What the exercise asks
Below are some records; reproduce every one of them exactly.

Task data
****
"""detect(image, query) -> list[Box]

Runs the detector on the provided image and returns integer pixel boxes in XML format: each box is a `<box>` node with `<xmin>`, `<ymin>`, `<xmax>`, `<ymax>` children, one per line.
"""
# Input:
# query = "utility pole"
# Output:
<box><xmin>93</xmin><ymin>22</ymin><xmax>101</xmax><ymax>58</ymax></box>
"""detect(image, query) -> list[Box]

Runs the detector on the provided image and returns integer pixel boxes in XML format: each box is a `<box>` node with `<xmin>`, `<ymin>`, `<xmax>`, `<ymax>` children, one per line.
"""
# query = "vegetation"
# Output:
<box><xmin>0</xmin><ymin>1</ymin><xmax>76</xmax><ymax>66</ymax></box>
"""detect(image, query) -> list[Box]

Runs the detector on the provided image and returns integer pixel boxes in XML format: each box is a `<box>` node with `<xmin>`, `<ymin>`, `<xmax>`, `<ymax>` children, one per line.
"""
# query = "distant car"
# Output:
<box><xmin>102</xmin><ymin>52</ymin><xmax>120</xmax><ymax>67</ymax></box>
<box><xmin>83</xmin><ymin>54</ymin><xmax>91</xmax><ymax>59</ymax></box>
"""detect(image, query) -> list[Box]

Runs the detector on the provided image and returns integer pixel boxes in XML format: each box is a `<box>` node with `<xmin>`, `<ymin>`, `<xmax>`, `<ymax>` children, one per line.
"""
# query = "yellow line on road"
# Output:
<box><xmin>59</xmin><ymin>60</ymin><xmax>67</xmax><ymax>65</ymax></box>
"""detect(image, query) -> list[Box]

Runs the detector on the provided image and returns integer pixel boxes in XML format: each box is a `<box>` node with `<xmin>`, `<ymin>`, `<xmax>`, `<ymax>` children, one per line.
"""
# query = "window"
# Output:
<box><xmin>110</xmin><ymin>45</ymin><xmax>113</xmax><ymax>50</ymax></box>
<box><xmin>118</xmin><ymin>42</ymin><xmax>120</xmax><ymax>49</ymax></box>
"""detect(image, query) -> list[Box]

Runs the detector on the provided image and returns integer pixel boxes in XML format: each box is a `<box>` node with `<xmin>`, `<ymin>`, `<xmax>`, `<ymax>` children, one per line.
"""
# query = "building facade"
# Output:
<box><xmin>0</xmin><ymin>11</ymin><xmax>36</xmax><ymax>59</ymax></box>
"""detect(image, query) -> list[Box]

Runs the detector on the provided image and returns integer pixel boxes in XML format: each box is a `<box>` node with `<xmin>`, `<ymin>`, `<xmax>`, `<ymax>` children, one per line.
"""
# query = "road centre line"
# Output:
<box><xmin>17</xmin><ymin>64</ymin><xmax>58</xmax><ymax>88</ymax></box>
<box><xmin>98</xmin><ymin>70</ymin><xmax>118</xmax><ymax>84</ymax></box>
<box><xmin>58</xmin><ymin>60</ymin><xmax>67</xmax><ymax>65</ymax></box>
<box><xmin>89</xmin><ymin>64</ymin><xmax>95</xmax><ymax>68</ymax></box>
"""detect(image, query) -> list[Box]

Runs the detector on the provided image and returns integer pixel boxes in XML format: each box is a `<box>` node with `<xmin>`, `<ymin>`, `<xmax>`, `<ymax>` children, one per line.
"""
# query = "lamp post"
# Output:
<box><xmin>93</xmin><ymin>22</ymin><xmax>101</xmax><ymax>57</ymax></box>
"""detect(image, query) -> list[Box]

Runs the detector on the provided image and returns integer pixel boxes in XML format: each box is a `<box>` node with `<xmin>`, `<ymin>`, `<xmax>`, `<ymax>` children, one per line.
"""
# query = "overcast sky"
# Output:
****
Solution to this task
"""detect(image, query) -> list[Box]

Runs the detector on the provided image and returns integer pixel boxes in XML format: each box is a `<box>` node with `<xmin>`, `<ymin>`, `<xmax>`, `<ymax>` children, one per line.
"""
# Input:
# query = "utility pole"
# Output:
<box><xmin>93</xmin><ymin>22</ymin><xmax>101</xmax><ymax>58</ymax></box>
"""detect(image, query) -> list[Box]

Runs the detector on the provided image and returns integer pixel boxes in XML format: each box is a `<box>` node with `<xmin>`, `<ymin>`, `<xmax>`, `<ymax>` children, one per line.
"""
# query = "vegetation"
# Output:
<box><xmin>0</xmin><ymin>1</ymin><xmax>76</xmax><ymax>66</ymax></box>
"""detect(image, query) -> list[Box]

Runs the detector on the provided image and returns integer pixel boxes in XML format: each box is a `<box>` node with `<xmin>`, `<ymin>`, `<xmax>`, `<ymax>` children, one per line.
"""
# query = "distant car"
# Output:
<box><xmin>102</xmin><ymin>52</ymin><xmax>120</xmax><ymax>67</ymax></box>
<box><xmin>83</xmin><ymin>54</ymin><xmax>91</xmax><ymax>59</ymax></box>
"""detect(image, query) -> list[Box]

Runs the detector on the provided image and returns integer pixel boxes in XML format: each box is a `<box>` node with `<xmin>`, `<ymin>`, `<xmax>`, `<ymax>` children, one per line.
"""
# query = "yellow line on road"
# Output:
<box><xmin>59</xmin><ymin>60</ymin><xmax>67</xmax><ymax>65</ymax></box>
"""detect(image, query) -> list[Box]

Runs the detector on the provided image and returns integer pixel boxes in XML format: each box is a `<box>` node with `<xmin>`, `<ymin>`, `<xmax>`, `<ymax>` children, one per line.
"""
# query = "window"
# Output:
<box><xmin>110</xmin><ymin>45</ymin><xmax>113</xmax><ymax>50</ymax></box>
<box><xmin>118</xmin><ymin>42</ymin><xmax>120</xmax><ymax>49</ymax></box>
"""detect(image, query) -> list[Box]

Runs the detector on the provided image and returns integer pixel boxes in XML format: each box is a `<box>` node with `<xmin>`, `<ymin>`, `<xmax>`, `<ymax>` children, one per line.
"""
# query = "building facade"
# Output:
<box><xmin>0</xmin><ymin>11</ymin><xmax>36</xmax><ymax>59</ymax></box>
"""detect(image, query) -> list[Box]

Runs the detector on the provided image and returns integer pixel boxes in XML format: each box is a `<box>` node with `<xmin>`, `<ymin>`, `<xmax>`, `<ymax>` children, one per line.
"""
# query = "road centre line"
# Output:
<box><xmin>17</xmin><ymin>64</ymin><xmax>58</xmax><ymax>88</ymax></box>
<box><xmin>98</xmin><ymin>70</ymin><xmax>118</xmax><ymax>84</ymax></box>
<box><xmin>58</xmin><ymin>60</ymin><xmax>67</xmax><ymax>65</ymax></box>
<box><xmin>89</xmin><ymin>64</ymin><xmax>95</xmax><ymax>68</ymax></box>
"""detect(image, query) -> list[Box]

Runs the detector on the provided image and returns integer pixel boxes in XML format: each box is a `<box>` node with `<xmin>`, `<ymin>`, `<xmax>`, `<ymax>` children, one per line.
"""
# query = "lamp post"
# Output:
<box><xmin>93</xmin><ymin>22</ymin><xmax>101</xmax><ymax>57</ymax></box>
"""detect(image, query) -> list[Box]

Runs the detector on the provided image and returns integer pixel boxes in XML format: each box is a `<box>` node with `<xmin>`, `<ymin>`, `<xmax>`, `<ymax>` children, one per line.
"""
# query = "overcast sky"
# Output:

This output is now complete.